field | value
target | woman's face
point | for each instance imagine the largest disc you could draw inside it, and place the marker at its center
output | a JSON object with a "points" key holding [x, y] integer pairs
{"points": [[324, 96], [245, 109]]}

==*==

Aim of the task - Restate the data above in full, keeping every word as it is.

Response -
field | value
target | woman's face
point | for each instance imagine the largest disc you could draw inside it, and place the marker at its center
output | a JSON object with a "points" key holding [x, y] integer pairs
{"points": [[324, 96], [245, 109]]}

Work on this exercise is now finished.